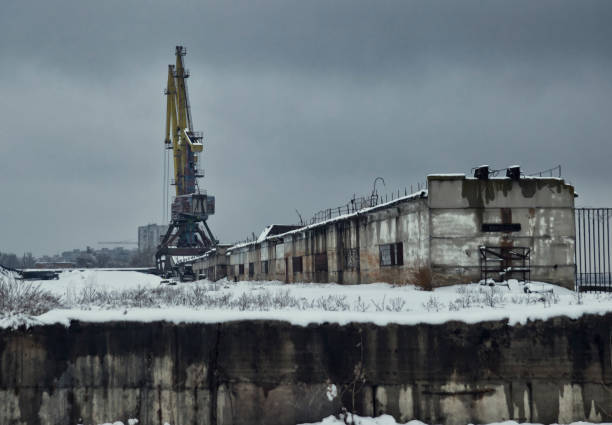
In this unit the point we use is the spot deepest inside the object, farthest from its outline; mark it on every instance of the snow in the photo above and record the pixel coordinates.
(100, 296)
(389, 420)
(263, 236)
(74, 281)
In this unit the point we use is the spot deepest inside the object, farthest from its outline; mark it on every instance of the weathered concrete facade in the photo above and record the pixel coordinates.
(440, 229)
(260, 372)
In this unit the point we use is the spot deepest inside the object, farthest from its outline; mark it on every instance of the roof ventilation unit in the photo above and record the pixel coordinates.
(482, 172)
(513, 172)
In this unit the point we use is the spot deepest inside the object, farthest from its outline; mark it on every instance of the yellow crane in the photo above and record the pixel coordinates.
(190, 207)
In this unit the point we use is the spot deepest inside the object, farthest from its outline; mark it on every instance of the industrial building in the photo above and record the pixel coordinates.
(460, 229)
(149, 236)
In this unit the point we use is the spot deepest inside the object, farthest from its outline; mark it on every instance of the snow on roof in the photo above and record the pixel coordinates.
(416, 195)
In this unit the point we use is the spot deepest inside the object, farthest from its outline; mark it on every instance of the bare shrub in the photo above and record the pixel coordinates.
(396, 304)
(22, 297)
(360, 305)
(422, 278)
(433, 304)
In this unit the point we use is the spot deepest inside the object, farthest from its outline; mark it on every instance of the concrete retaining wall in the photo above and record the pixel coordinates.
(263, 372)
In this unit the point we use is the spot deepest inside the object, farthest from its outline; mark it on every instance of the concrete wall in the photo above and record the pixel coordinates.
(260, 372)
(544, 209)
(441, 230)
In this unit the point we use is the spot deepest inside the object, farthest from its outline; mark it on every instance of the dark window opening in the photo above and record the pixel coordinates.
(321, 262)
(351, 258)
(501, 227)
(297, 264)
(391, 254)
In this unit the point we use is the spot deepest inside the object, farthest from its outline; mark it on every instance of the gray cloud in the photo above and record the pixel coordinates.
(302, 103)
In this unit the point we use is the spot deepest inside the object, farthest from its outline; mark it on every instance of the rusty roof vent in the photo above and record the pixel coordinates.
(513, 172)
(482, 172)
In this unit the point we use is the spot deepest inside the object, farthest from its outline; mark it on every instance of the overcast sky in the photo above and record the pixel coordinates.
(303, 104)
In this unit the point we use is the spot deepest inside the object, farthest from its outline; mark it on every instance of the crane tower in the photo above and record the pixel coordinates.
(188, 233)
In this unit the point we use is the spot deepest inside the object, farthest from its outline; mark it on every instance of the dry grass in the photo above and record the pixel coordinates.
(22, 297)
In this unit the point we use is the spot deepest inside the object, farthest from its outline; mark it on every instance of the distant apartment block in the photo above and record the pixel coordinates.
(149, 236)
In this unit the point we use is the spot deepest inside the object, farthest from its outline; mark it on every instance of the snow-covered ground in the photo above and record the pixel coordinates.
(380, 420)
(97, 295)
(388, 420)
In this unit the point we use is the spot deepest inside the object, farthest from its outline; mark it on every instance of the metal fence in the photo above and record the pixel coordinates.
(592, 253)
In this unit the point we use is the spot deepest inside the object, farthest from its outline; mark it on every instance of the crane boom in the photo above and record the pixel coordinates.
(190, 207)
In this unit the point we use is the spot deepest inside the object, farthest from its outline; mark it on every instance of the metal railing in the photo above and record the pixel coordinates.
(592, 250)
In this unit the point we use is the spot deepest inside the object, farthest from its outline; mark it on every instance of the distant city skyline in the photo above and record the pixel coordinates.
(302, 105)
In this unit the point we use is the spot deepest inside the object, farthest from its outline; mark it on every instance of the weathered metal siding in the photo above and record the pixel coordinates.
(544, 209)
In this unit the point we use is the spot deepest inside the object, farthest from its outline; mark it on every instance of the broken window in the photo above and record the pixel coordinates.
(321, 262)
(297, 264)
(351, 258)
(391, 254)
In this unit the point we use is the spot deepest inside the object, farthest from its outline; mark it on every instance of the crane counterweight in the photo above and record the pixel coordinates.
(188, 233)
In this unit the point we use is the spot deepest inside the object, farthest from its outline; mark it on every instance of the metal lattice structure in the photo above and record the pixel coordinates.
--
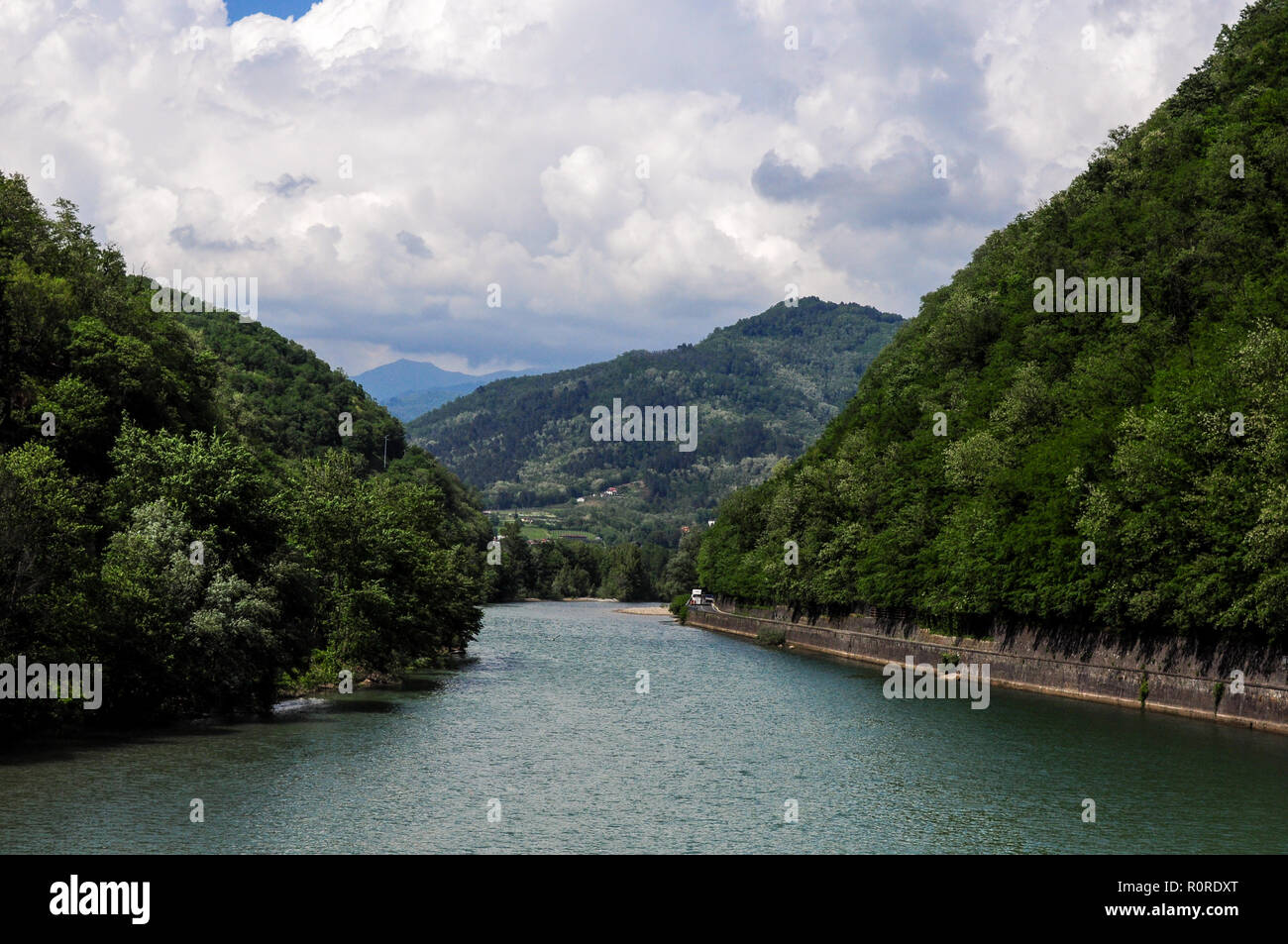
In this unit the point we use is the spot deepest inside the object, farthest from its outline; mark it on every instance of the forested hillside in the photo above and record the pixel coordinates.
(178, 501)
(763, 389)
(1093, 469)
* * *
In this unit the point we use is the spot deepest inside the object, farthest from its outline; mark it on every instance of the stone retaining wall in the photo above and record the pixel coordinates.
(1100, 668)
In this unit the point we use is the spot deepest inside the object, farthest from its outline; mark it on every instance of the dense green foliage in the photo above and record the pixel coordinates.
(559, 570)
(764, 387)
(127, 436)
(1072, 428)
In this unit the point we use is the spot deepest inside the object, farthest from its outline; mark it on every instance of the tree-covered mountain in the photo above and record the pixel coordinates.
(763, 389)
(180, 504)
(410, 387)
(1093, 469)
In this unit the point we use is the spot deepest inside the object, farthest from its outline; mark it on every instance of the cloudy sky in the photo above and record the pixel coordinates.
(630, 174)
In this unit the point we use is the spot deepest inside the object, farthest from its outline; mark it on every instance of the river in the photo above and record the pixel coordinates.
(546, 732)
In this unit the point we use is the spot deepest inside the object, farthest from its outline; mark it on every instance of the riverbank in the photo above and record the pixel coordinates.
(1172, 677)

§ **AIM**:
Please pick out and copy each line of the listing above that contains the word "distant". Letter case must match.

§ **OUTPUT OF THE EXERCISE**:
In this unit the point we use is the spot deepest inside the object, farthest from its outline; mark it on every instance of the distant apartment block in the photo above and record the pixel coordinates.
In this unit the point we use is the spot deepest inside the object, farthest from its outline; mark it on every instance of the distant city skyline in the photo above and record the pixel coordinates.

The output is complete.